┌─ EINGABEZEILEN

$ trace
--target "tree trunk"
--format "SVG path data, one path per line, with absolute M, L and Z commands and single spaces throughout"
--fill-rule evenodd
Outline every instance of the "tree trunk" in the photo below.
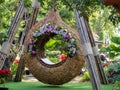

└─

> AUFGABENSTELLUNG
Schreibe sämtliche Zeilen oben neu und ersetze dabei jedes Vorkommen von "tree trunk" durch "tree stump", ohne sonst etwas zu ändern. Die Bilder werden in der Ausgabe weggelassen.

> ANTWORT
$ trace
--target "tree stump"
--format "SVG path data, one path per line, with absolute M, L and Z commands and single spaces throughout"
--fill-rule evenodd
Outline every instance of the "tree stump" in the photo below.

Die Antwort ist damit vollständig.